_TASK INSTRUCTIONS:_ Each line from the start of the records through the line containing "positive clicks: (623, 383)" is to be transcribed exactly, and no other line is to be included.

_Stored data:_
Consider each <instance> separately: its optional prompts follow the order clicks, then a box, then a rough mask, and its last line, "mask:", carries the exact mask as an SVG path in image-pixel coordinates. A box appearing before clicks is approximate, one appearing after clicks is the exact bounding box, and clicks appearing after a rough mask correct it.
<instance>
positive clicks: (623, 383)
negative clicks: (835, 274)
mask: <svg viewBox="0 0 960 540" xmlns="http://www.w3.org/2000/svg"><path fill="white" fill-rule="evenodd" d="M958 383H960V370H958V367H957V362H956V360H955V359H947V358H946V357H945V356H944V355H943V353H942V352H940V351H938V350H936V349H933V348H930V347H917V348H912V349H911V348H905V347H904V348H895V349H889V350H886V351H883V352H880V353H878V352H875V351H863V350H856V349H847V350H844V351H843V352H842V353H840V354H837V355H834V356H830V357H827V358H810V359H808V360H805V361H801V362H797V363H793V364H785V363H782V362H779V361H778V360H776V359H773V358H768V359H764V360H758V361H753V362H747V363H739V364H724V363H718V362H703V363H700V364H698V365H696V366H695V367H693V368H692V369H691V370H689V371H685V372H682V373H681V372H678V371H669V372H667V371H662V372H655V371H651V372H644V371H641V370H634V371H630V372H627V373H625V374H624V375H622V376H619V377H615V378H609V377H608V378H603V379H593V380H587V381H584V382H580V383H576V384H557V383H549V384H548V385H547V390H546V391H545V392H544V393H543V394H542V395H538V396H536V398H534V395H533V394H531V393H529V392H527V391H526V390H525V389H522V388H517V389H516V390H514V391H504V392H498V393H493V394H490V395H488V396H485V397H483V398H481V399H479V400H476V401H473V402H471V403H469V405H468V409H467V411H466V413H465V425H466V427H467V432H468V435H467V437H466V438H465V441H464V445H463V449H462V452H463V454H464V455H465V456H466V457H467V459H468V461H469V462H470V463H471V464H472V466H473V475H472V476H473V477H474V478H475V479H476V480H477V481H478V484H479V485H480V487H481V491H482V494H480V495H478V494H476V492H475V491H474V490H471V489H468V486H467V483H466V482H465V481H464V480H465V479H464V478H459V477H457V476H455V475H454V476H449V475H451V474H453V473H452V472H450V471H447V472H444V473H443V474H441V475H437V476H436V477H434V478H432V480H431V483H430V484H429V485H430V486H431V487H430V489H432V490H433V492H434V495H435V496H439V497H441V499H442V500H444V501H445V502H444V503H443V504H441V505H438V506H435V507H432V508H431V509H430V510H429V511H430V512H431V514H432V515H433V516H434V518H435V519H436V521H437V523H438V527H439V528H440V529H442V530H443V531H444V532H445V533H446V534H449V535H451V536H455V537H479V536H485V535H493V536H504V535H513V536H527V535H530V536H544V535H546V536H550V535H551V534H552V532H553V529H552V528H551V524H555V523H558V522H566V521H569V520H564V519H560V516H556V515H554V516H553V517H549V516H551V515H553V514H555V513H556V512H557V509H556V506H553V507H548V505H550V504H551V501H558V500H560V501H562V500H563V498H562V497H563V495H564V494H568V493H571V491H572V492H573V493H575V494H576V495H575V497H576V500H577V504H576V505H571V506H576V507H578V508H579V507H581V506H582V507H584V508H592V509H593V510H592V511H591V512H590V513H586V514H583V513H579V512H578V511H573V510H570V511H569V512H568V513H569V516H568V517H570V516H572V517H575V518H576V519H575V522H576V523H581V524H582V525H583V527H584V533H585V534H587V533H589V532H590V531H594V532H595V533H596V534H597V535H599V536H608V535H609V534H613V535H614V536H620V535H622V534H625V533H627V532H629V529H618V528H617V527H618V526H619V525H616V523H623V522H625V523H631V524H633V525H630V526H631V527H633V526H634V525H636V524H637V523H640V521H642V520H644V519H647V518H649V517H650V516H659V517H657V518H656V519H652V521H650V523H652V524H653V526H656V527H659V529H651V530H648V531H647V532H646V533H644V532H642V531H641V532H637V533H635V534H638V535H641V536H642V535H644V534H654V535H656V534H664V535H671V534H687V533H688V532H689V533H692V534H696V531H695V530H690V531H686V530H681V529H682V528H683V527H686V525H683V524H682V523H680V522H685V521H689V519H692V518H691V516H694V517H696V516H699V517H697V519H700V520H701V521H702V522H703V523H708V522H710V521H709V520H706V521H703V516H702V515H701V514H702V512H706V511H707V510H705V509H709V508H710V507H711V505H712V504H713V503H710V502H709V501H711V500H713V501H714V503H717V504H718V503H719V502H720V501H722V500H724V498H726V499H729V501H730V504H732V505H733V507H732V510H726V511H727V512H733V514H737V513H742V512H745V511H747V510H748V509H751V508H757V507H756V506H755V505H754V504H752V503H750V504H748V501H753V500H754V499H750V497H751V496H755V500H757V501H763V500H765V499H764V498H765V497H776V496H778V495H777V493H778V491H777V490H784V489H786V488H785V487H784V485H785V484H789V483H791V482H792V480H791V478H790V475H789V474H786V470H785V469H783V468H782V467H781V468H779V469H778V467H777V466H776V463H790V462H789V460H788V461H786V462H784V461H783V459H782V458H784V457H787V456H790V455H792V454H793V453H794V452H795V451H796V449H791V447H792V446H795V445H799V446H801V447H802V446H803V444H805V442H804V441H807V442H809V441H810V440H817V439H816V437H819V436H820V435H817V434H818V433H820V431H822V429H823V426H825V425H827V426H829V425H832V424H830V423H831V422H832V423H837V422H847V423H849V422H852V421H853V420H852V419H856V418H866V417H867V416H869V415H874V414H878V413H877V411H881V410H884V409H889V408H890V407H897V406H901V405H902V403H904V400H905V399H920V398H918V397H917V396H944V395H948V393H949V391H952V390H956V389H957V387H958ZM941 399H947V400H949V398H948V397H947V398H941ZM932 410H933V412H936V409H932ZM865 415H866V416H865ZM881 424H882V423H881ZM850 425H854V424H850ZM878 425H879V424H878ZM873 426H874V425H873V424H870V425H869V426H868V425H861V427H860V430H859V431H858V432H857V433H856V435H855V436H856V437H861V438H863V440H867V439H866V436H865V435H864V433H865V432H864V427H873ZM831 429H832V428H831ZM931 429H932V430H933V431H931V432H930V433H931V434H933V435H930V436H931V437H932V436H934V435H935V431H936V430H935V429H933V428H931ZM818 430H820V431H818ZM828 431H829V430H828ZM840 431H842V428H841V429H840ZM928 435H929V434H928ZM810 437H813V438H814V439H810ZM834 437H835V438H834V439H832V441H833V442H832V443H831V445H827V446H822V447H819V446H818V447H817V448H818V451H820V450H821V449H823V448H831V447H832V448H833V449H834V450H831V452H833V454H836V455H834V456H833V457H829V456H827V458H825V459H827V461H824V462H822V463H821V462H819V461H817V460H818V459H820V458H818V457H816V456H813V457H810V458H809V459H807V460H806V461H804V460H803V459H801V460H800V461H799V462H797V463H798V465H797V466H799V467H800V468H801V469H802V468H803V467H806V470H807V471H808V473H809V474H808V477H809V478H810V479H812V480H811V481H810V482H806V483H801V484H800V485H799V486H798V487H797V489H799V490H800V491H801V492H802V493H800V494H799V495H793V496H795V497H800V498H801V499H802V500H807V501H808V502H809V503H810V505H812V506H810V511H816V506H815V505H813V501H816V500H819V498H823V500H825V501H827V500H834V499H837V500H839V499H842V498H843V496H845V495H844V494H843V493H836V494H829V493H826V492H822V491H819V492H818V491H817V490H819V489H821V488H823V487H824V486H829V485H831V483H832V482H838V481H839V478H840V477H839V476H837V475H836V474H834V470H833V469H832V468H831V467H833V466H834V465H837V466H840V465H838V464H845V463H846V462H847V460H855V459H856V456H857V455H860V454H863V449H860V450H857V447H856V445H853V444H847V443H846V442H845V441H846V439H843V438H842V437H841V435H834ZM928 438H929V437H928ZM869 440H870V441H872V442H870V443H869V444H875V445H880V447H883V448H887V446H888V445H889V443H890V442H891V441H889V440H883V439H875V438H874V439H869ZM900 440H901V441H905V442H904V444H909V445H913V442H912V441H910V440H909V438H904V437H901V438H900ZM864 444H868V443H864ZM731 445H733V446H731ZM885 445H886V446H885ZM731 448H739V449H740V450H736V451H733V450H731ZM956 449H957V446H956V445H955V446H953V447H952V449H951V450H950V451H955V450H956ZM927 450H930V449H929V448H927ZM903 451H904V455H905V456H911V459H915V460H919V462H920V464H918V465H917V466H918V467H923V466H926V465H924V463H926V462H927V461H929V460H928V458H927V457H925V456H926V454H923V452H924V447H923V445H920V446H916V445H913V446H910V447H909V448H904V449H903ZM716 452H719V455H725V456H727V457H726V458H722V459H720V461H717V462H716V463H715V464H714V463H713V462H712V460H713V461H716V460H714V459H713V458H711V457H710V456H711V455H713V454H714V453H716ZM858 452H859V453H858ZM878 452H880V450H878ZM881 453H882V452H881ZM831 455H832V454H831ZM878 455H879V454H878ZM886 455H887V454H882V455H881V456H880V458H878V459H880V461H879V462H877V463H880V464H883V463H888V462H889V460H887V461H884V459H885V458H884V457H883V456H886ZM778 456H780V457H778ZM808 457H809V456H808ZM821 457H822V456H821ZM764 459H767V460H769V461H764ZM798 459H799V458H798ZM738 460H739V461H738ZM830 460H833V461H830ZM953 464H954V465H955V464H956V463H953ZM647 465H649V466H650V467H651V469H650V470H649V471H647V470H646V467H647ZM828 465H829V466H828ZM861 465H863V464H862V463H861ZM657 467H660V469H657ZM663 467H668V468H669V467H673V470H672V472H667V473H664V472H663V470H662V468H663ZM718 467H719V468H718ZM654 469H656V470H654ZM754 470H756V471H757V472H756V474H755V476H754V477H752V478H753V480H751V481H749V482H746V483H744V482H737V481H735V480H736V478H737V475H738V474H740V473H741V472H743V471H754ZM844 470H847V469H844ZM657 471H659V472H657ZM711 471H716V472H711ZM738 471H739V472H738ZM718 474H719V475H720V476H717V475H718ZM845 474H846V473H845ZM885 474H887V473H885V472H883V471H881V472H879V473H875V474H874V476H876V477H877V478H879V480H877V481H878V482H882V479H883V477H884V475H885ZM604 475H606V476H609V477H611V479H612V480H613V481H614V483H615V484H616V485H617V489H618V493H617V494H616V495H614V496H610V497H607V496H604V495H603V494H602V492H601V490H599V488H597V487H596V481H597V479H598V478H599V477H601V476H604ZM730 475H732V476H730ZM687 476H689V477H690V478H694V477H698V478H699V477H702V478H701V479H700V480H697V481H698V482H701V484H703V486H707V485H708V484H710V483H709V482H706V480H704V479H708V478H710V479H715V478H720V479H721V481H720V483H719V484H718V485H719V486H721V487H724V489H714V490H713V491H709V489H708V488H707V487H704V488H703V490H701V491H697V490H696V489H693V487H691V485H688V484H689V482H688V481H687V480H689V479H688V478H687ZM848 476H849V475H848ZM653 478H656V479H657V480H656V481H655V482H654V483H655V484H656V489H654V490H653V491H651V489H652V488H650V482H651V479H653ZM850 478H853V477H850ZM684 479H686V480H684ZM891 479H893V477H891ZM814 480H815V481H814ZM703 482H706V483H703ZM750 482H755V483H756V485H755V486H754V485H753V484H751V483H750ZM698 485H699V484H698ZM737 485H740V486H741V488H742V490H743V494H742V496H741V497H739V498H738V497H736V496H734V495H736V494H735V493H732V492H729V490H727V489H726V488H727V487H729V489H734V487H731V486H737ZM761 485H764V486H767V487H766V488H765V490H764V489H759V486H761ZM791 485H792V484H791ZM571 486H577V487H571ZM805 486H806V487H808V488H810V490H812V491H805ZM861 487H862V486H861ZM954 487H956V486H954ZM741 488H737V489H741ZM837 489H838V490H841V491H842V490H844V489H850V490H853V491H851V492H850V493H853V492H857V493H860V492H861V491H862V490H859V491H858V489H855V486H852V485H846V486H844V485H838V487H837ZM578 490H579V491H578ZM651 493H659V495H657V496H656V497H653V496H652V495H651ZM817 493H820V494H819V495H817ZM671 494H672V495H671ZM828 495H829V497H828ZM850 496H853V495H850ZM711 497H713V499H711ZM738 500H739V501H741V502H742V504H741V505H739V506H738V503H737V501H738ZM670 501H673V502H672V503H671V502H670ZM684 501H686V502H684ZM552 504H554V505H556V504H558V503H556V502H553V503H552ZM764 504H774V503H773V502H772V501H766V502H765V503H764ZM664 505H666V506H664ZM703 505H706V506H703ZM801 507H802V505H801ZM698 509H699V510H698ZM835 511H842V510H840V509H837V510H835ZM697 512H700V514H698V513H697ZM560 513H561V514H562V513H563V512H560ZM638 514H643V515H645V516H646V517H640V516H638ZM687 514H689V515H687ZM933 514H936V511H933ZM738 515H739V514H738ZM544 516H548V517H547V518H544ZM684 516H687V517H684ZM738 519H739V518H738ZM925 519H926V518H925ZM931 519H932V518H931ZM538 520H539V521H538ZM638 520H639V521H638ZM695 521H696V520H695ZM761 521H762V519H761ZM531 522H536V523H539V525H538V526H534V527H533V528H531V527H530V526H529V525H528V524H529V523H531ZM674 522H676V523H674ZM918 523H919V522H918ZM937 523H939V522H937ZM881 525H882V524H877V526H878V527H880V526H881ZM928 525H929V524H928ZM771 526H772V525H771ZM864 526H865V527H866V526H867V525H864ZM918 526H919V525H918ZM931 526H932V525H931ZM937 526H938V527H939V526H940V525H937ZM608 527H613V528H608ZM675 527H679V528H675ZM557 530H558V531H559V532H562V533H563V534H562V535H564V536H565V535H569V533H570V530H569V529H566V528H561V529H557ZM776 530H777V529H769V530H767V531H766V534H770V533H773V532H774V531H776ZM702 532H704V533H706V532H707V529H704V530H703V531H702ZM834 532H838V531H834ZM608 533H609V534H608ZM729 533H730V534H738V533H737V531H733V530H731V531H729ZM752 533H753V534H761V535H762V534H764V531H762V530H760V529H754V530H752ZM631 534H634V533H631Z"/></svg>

_RESPONSE TO THE TASK:_
Consider each <instance> separately: its optional prompts follow the order clicks, then a box, then a rough mask, and its last line, "mask:", carries the exact mask as an SVG path in image-pixel coordinates. A box appearing before clicks is approximate, one appearing after clicks is the exact bounding box, and clicks appearing after a rough mask correct it.
<instance>
positive clicks: (623, 383)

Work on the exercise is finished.